Exercise goal -> Condense the paragraph beginning "All right, so the Warren Commission comes out" in the Kennedy assassination transcript below into a brief list of its main facts.

All right, so the Warren Commission comes out
and immediately conspiracy theorists
start to suggest different things.
Like one theory was that it was an outside job
by the KGB and or Cuba.
Right, we should say the Warren Commission
concluded that Lee Harvey Oswald killed President Kennedy
on his own volition by himself
without acting at the behest or at the benefit
of anybody else.
Yeah, just a lone singular crazed gunman.
Right, so the conspiracy theories
are everybody else saying, no, that's not the case.
And so we gave the example of the grassy knoll,
the acoustics and Dealey Plaza,
the fact that a cop was running toward the grassy knoll
and conflicting eyewitness accounts.
Like from the literal beginning of this event in history,
there have been all sorts of, hey,
that people have been able to make conspiracy theories
out of.
Like there's been no shortage of all sorts
of different weird things that you can start
to piece together with other things
and come up with these very interesting,
some sound conspiracy theories.
Oh, sure.
But that when you really get down to them,
they're not supported by evidence.
Exactly, I'm glad you said that.

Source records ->
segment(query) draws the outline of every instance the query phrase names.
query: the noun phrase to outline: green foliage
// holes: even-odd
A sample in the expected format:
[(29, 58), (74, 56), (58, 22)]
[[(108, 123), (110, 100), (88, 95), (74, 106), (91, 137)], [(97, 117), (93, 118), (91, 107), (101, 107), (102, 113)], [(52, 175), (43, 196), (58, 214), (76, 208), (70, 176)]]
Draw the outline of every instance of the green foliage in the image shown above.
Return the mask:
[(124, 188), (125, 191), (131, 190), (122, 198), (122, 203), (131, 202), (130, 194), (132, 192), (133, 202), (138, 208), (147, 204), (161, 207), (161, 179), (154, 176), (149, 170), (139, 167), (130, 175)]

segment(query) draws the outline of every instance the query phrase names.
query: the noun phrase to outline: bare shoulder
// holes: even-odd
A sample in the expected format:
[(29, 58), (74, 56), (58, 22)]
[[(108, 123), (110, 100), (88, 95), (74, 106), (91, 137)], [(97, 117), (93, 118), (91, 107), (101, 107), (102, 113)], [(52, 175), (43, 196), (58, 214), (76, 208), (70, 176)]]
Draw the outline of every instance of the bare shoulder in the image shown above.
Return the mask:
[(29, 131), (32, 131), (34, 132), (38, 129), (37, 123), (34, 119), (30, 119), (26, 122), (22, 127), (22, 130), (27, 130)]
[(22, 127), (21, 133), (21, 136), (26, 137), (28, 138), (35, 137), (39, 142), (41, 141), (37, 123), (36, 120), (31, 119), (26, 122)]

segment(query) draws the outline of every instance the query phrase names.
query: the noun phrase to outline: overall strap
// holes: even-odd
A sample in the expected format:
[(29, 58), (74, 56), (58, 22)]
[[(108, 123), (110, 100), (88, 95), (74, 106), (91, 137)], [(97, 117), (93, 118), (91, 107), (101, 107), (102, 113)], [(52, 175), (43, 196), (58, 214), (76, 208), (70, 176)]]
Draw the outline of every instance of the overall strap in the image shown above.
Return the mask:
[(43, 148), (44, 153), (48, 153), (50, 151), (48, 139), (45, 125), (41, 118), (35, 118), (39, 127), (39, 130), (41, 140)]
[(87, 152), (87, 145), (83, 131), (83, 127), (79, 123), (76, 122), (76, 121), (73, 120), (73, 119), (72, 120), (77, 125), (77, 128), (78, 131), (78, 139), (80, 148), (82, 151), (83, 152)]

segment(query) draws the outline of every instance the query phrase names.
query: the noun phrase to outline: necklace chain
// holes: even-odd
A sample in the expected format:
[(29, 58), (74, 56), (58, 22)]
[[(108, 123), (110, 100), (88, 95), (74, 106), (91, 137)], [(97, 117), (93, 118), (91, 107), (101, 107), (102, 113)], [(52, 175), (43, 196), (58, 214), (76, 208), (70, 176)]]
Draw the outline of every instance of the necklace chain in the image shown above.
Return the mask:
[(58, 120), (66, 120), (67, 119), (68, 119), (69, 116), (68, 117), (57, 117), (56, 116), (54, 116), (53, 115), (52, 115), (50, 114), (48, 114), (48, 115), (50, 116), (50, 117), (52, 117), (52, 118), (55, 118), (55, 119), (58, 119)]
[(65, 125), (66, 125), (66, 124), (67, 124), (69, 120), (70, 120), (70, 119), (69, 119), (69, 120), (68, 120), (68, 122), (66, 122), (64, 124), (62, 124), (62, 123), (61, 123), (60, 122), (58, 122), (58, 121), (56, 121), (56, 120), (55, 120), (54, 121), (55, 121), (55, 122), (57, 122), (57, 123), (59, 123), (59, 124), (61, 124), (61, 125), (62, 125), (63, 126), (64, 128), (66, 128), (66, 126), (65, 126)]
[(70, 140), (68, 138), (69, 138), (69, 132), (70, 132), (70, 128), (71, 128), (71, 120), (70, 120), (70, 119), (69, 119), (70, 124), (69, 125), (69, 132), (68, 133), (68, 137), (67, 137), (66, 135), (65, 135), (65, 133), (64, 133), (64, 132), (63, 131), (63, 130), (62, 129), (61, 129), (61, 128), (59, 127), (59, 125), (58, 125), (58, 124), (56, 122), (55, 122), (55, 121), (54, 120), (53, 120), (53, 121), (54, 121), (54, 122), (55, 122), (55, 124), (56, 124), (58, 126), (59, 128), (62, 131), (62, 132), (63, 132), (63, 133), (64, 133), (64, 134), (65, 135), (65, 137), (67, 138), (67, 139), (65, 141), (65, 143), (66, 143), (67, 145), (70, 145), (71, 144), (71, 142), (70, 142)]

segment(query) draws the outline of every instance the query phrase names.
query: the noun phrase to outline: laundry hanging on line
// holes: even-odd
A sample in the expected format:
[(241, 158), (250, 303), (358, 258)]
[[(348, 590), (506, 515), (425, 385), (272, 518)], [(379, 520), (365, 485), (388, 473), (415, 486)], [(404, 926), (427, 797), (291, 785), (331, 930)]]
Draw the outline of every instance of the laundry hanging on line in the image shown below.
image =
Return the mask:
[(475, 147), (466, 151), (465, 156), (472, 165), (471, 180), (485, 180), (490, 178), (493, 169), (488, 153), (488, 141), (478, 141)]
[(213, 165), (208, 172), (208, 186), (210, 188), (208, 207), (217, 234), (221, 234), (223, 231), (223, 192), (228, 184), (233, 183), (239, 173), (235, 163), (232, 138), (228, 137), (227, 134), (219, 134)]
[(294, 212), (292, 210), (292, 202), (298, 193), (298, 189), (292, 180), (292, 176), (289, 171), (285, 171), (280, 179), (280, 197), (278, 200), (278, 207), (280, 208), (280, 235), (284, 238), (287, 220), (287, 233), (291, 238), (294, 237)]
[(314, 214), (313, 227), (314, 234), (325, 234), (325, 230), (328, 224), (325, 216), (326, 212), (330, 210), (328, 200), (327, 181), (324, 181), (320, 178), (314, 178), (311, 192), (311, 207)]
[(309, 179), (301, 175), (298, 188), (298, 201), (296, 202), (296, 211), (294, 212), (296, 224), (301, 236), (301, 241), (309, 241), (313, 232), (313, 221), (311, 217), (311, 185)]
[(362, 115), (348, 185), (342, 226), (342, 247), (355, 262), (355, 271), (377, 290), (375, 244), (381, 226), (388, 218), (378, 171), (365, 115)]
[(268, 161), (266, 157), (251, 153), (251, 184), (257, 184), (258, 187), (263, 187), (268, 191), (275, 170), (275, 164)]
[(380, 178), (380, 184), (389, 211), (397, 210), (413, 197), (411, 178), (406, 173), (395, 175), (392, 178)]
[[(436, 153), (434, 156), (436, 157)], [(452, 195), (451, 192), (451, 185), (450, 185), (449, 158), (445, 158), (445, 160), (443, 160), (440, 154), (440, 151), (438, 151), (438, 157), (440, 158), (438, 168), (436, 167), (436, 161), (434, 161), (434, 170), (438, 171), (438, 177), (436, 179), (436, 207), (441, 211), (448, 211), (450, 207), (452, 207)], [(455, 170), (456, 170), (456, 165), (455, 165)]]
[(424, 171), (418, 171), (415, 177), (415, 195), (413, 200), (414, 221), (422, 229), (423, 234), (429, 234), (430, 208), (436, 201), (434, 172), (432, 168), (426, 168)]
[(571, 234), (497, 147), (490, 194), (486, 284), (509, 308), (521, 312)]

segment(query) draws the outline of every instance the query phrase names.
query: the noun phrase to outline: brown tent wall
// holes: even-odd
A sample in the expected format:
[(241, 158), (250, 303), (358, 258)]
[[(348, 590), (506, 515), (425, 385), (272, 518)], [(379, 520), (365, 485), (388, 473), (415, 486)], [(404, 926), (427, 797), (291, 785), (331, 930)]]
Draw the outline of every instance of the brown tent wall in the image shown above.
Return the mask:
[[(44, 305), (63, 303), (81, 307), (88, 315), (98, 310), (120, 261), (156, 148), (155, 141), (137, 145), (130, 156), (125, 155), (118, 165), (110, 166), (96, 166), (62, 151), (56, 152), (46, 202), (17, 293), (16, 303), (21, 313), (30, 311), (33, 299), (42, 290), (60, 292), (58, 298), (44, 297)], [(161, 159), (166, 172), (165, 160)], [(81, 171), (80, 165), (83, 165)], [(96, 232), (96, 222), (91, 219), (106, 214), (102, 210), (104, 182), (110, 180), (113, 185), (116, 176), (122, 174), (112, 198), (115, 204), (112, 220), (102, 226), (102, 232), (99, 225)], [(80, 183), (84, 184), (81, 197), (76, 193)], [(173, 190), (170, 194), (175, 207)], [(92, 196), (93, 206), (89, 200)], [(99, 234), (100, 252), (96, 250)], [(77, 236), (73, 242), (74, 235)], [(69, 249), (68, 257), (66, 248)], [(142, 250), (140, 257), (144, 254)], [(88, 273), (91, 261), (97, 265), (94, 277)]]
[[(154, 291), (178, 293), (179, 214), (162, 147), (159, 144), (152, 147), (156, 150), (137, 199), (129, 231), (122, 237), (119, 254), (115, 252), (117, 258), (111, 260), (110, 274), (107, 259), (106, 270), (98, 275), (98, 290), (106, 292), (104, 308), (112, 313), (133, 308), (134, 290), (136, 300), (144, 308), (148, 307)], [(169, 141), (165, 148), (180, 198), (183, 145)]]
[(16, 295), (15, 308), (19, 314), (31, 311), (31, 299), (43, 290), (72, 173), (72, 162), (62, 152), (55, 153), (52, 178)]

* * *

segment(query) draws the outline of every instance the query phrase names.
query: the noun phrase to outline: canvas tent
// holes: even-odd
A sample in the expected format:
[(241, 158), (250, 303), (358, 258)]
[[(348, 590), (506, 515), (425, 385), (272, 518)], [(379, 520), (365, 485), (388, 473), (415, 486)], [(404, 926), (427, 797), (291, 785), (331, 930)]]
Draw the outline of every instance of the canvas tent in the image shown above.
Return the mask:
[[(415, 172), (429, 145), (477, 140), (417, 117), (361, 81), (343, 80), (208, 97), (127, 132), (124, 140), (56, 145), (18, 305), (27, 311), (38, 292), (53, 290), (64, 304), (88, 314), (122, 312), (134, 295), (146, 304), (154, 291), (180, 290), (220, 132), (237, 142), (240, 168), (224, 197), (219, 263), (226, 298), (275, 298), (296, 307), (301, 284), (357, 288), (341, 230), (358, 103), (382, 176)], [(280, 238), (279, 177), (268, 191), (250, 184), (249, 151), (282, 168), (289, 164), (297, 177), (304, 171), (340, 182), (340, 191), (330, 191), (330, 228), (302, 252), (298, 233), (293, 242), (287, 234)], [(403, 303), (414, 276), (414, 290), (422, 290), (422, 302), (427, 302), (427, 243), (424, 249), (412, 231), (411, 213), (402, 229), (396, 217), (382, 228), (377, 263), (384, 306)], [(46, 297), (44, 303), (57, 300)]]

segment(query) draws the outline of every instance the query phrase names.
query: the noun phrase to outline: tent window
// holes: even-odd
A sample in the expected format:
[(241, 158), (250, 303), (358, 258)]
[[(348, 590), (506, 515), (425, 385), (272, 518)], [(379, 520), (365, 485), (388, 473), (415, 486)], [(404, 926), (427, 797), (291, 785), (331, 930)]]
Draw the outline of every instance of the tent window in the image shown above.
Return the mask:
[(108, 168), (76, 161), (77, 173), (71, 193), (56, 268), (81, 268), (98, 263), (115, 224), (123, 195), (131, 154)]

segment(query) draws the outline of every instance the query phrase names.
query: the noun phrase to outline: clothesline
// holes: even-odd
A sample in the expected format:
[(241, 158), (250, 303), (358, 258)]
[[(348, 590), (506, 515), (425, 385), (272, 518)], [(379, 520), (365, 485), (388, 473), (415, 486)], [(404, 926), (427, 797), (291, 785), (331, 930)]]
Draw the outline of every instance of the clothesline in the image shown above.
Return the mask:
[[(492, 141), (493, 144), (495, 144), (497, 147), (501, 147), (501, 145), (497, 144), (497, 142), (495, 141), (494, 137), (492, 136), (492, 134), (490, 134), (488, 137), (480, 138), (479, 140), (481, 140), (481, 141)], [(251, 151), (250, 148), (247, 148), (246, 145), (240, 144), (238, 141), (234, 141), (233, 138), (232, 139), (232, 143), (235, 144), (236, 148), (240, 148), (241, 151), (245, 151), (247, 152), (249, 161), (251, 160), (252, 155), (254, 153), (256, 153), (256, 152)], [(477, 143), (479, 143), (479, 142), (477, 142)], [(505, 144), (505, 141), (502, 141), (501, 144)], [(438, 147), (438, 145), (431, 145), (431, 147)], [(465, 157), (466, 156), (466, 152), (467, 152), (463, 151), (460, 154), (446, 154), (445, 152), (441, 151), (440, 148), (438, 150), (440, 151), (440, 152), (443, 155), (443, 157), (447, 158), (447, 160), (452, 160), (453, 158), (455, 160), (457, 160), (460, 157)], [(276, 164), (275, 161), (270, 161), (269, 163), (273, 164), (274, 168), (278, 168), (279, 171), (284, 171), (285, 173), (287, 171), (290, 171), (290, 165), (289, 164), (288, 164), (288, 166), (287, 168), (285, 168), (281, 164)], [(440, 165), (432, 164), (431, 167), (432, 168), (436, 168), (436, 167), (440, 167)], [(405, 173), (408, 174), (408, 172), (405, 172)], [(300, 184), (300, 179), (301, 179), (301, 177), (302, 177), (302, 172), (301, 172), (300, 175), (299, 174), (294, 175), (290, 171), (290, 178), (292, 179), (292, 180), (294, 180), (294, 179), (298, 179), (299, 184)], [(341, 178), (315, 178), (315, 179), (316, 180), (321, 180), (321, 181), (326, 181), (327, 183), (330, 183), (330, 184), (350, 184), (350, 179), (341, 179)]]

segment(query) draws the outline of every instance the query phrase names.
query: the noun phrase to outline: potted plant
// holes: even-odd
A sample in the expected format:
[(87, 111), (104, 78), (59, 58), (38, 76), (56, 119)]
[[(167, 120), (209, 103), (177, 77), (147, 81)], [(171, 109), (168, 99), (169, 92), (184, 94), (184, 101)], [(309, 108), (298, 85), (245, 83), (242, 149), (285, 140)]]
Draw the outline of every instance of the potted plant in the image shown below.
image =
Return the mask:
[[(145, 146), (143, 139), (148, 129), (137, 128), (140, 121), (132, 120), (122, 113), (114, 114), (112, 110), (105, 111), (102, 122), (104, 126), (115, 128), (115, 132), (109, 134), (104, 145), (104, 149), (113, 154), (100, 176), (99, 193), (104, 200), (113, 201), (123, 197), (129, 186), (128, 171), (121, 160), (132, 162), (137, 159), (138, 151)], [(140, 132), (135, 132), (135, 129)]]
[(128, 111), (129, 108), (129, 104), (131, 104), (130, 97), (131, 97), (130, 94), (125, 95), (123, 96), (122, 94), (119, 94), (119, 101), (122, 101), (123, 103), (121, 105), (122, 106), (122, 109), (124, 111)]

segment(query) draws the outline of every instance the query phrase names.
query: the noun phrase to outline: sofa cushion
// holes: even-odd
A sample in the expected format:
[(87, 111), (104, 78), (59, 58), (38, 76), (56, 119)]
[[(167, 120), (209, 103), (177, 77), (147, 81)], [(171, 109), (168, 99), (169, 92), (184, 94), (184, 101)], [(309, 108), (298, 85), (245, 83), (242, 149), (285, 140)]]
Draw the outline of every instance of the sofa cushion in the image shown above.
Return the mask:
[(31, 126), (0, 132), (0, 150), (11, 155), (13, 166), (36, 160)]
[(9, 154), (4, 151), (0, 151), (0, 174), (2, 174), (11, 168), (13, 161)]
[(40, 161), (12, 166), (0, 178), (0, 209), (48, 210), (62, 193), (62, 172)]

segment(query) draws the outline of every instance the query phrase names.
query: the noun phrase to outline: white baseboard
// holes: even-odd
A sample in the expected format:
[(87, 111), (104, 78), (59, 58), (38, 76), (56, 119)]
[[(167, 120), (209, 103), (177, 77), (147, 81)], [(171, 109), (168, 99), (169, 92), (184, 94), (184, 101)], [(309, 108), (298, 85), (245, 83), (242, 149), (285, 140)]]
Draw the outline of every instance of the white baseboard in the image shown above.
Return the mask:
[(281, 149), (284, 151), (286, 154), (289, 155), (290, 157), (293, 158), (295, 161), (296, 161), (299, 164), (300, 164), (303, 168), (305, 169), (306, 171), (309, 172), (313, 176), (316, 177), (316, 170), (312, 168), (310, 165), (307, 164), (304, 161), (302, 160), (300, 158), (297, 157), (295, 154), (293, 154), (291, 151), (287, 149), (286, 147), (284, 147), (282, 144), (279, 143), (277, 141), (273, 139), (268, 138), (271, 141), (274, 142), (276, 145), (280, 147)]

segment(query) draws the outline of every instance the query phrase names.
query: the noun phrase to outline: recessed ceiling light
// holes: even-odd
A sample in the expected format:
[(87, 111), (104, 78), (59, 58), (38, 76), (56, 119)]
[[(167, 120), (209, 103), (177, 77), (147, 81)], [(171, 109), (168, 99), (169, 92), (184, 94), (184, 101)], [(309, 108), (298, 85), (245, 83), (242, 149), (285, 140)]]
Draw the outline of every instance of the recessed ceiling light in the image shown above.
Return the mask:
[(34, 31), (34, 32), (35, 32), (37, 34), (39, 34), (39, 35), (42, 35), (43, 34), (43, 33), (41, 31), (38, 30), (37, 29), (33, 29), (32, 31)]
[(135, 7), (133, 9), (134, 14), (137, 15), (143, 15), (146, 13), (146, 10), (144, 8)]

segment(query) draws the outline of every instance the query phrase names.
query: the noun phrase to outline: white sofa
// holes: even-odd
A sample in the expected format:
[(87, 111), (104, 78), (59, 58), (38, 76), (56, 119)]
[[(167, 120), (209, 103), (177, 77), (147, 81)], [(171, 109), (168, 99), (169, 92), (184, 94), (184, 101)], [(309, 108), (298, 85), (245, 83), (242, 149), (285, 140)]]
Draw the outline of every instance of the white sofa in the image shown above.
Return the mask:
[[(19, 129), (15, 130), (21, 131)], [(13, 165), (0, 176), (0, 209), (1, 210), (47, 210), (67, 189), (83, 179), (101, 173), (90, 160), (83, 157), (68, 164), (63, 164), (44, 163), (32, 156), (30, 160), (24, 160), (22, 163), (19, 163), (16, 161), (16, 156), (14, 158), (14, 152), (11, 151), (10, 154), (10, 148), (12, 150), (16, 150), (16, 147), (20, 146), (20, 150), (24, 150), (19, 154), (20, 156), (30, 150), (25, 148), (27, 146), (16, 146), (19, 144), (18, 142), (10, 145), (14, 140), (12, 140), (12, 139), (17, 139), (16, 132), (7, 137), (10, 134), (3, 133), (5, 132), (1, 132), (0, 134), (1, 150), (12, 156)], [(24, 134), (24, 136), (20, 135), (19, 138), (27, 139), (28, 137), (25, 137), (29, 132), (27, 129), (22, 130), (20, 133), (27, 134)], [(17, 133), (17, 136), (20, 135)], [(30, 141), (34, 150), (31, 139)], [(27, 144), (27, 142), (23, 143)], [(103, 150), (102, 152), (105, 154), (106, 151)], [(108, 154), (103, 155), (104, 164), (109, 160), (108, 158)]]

...

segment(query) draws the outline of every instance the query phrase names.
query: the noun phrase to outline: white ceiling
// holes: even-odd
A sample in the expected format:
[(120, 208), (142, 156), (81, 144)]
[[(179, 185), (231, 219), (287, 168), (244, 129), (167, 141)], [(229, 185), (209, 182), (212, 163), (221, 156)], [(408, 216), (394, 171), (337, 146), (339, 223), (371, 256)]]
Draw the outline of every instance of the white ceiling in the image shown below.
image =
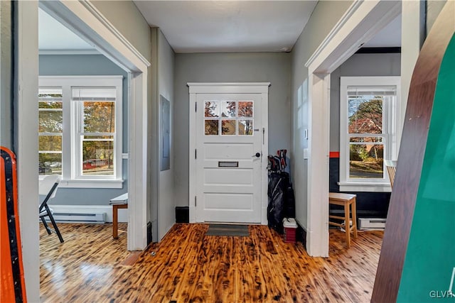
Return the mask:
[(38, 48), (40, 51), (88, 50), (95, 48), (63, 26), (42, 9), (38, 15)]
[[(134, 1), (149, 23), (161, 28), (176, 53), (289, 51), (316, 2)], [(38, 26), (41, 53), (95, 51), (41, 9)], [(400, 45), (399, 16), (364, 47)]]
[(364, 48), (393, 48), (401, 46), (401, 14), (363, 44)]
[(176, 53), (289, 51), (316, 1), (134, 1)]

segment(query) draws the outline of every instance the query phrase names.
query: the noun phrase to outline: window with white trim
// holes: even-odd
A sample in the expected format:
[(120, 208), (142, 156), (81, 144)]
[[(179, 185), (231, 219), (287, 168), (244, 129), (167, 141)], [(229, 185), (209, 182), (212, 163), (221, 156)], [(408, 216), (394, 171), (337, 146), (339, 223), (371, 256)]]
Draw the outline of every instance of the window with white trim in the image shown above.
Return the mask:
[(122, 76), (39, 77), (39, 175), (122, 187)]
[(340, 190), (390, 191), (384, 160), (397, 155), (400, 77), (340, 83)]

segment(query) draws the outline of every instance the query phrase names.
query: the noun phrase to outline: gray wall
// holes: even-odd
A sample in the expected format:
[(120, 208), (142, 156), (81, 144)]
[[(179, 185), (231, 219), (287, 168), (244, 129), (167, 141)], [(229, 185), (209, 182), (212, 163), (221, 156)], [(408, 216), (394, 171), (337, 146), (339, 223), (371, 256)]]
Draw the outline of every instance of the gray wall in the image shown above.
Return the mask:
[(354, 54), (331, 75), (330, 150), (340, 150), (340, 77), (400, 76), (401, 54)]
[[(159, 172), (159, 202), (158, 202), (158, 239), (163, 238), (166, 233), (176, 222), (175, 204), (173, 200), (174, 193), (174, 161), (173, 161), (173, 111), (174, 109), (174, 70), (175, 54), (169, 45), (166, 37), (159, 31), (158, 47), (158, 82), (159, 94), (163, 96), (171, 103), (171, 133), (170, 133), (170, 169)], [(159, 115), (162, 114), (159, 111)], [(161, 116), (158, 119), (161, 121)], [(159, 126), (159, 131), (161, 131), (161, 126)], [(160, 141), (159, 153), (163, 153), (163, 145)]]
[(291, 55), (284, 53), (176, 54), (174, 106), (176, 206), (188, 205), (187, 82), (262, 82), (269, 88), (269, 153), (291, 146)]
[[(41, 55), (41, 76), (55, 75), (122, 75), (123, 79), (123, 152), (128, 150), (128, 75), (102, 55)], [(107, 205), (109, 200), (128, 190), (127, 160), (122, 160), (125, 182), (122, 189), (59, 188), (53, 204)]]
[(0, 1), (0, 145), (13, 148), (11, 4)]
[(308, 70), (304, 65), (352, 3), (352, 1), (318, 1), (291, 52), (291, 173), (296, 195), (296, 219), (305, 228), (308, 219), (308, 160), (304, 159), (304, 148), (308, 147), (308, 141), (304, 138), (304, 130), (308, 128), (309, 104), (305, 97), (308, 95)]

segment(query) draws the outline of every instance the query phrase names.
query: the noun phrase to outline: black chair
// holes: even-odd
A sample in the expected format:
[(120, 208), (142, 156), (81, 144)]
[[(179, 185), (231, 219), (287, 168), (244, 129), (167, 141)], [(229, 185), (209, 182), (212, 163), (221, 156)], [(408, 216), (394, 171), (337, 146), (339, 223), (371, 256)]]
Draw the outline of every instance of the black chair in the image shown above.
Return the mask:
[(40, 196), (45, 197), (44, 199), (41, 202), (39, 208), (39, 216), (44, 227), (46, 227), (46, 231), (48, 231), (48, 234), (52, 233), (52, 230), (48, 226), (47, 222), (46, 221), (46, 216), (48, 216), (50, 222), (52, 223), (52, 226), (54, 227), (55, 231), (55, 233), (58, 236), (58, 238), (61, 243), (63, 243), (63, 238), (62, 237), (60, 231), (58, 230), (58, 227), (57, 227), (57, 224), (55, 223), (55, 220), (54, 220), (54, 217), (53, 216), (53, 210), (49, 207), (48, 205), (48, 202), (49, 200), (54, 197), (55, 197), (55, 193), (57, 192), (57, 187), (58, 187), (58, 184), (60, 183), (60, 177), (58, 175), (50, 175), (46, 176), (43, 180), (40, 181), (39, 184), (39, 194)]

Result for this exercise ->
- The Warren Commission concluded that Lee Harvey Oswald killed President Kennedy on his own, acting for no one else.
- Conspiracy theorists immediately proposed alternatives, such as an outside job by the KGB and/or Cuba.
- Points cited as examples include the grassy knoll, the acoustics in Dealey Plaza, a cop running toward the grassy knoll, and conflicting eyewitness accounts.
- From the very beginning, many odd details could be pieced together into conspiracy theories.
- When examined closely, these theories are not supported by evidence.